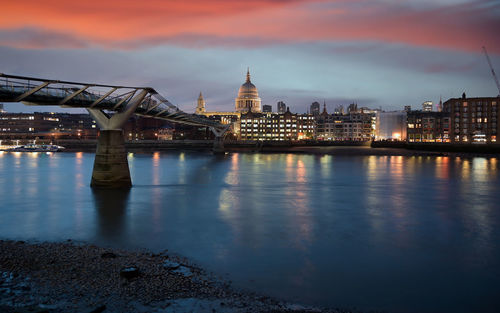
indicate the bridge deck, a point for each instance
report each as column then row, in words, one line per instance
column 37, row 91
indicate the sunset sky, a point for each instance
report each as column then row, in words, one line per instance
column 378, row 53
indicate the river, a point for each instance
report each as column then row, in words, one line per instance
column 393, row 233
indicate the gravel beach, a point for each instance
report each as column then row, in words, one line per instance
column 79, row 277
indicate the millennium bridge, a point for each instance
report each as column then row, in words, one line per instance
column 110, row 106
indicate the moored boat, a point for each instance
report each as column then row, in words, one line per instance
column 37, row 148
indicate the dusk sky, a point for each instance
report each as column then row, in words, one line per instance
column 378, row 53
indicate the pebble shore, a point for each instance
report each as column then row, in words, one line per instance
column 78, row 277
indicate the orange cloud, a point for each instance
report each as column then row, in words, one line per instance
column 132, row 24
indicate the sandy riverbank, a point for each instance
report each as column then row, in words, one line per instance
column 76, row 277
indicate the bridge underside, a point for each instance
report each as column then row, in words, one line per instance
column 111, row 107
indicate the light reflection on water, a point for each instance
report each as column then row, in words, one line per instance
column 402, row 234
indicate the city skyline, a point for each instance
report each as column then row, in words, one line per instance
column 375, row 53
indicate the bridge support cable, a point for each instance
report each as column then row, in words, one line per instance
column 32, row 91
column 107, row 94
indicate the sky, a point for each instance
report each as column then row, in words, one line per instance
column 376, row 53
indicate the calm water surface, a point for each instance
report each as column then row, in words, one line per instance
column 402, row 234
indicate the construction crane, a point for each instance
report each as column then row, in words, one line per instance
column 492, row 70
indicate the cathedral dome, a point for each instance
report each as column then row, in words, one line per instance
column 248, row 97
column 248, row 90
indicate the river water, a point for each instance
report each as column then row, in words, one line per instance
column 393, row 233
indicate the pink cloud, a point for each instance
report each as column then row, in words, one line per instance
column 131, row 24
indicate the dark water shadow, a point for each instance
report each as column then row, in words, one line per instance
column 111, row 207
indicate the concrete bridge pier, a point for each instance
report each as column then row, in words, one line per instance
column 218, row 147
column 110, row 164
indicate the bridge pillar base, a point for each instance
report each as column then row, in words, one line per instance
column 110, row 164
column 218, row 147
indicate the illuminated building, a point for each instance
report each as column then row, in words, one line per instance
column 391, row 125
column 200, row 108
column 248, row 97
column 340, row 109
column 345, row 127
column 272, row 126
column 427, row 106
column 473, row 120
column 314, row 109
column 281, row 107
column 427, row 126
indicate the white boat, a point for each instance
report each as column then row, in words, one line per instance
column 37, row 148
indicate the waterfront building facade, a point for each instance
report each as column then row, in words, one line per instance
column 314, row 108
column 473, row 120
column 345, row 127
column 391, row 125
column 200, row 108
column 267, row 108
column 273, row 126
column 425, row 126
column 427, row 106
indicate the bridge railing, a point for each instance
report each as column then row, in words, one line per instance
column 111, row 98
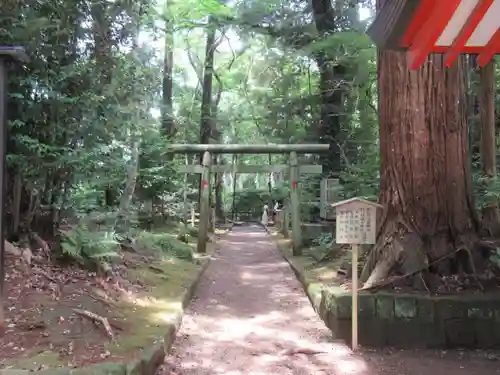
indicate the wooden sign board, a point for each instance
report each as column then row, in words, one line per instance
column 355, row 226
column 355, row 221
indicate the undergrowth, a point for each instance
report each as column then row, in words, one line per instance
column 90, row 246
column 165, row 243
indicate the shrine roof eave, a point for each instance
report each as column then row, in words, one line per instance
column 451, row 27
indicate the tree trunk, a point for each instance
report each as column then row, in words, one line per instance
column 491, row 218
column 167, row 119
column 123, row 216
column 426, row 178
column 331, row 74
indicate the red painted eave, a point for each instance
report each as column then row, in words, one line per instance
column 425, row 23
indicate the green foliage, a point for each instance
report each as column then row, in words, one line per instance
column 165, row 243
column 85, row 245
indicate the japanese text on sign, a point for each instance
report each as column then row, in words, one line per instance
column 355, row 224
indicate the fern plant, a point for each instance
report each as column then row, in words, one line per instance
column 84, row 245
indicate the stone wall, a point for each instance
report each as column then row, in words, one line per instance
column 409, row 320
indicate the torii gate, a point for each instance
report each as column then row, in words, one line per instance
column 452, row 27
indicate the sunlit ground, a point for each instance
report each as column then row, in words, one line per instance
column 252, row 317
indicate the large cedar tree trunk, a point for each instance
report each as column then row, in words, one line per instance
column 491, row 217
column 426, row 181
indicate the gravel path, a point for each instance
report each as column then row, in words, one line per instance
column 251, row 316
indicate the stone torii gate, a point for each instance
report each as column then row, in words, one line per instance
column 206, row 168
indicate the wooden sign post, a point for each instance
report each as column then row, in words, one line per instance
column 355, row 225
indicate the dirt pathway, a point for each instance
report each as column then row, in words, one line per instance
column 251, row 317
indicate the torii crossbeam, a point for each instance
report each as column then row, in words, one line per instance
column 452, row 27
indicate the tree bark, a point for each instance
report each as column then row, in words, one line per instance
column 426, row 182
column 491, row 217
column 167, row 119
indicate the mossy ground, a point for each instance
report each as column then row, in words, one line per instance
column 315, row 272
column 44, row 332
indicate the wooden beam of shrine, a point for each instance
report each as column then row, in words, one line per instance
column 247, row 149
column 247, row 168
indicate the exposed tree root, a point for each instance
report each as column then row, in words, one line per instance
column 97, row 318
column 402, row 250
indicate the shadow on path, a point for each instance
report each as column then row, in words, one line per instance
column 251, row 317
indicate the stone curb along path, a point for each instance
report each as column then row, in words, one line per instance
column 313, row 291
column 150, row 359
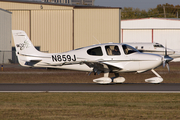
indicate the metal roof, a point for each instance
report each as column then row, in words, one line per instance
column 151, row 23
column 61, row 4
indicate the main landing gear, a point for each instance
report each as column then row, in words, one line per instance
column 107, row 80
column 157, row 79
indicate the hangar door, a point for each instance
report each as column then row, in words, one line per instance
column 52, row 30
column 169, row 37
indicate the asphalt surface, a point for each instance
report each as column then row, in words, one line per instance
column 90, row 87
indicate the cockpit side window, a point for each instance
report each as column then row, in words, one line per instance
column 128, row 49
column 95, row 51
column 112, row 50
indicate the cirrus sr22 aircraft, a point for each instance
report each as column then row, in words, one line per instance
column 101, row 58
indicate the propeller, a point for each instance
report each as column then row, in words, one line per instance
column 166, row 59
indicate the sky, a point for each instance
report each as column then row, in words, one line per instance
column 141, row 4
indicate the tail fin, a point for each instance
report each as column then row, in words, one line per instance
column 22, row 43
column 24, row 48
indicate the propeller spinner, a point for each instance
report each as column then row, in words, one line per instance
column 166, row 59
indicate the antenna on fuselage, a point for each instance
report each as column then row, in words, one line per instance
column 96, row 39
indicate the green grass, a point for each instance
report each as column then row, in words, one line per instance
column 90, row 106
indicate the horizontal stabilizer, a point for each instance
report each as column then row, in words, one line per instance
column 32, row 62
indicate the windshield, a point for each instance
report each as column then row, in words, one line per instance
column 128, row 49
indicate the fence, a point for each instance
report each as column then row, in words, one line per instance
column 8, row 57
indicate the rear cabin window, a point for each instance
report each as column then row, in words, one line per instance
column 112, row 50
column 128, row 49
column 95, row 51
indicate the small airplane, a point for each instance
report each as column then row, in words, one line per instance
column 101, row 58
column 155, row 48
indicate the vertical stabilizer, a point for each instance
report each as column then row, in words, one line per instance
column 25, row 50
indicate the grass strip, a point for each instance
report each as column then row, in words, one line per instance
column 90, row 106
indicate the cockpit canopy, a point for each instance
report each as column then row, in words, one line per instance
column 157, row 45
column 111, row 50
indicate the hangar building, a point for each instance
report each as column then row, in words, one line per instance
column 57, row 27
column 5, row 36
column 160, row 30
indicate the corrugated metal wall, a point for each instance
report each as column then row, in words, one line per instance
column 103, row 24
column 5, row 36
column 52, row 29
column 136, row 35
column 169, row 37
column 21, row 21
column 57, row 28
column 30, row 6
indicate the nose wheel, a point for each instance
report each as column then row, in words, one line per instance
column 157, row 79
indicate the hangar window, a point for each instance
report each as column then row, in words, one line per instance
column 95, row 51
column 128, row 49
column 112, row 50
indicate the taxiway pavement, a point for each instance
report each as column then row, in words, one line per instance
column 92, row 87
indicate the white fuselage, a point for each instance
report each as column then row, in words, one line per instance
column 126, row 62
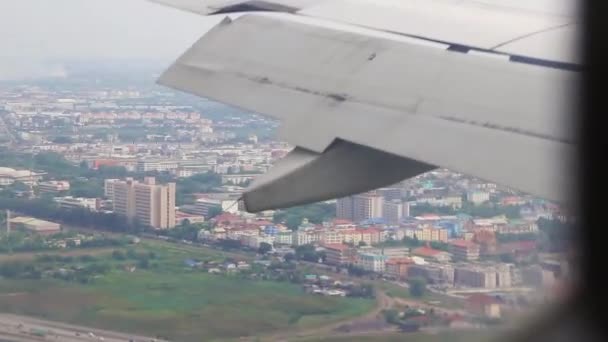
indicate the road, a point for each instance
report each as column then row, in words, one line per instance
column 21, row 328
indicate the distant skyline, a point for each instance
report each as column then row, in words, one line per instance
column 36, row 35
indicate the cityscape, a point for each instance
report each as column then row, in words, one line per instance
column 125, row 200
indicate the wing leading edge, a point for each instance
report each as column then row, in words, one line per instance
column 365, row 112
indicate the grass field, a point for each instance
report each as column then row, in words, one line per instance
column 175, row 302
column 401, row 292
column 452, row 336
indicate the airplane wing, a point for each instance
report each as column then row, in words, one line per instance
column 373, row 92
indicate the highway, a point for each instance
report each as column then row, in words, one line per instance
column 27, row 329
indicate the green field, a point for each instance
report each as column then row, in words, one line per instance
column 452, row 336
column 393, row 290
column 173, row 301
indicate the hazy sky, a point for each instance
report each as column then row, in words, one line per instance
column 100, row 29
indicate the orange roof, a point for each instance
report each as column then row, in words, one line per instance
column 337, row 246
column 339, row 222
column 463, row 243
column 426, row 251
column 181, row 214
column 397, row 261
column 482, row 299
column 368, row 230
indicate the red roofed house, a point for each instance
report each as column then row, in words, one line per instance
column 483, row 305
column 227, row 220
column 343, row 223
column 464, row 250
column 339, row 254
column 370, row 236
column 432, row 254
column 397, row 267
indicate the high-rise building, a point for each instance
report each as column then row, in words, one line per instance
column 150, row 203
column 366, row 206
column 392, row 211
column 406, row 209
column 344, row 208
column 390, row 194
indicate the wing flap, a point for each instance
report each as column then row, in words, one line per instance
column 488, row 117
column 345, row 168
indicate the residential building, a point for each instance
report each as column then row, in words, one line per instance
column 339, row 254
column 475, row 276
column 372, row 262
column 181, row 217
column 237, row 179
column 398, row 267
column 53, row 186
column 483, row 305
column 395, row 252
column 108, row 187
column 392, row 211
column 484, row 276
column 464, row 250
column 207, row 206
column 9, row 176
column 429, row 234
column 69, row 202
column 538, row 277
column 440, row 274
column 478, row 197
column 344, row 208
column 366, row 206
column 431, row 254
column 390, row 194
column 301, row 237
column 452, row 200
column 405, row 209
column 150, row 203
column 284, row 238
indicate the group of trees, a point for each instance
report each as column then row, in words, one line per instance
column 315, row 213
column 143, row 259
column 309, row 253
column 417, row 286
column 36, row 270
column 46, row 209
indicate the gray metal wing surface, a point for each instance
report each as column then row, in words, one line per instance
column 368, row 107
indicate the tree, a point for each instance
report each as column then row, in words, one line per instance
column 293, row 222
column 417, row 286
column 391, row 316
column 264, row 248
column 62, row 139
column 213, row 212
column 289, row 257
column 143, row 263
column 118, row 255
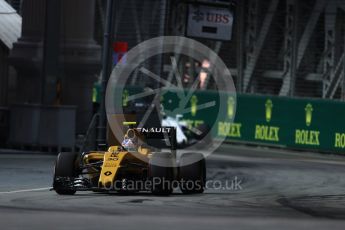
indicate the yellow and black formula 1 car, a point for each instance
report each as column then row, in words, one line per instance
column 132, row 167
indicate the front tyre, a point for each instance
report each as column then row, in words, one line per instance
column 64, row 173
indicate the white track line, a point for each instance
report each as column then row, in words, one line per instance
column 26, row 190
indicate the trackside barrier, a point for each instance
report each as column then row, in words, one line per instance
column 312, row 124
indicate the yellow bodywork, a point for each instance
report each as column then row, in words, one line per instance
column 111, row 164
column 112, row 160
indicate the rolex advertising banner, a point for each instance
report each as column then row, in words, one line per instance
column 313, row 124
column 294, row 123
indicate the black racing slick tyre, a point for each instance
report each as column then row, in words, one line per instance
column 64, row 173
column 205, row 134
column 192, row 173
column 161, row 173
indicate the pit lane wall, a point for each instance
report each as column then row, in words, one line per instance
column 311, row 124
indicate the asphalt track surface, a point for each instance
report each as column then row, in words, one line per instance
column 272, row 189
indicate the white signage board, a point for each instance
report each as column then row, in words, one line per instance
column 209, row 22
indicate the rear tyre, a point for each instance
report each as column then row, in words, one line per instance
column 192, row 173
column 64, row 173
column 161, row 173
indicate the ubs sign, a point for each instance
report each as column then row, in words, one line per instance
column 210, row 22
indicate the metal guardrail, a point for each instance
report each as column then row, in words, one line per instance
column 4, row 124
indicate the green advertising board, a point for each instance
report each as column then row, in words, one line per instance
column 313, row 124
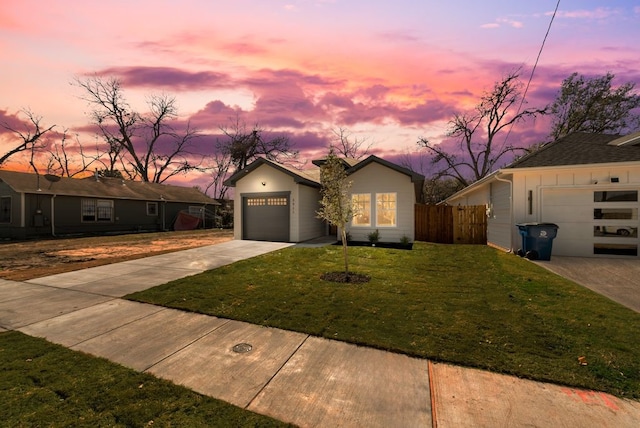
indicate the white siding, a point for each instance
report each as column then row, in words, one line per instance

##########

- _SET PROBLEM_
Output the records above verbatim, beginning at the line that contains "indicate the large" and stopping after the line that contains "column 426, row 181", both included.

- _FULL SOLUTION_
indicate the large cedar tree trunk, a point for each instance
report each as column then row, in words, one line per instance
column 491, row 217
column 426, row 181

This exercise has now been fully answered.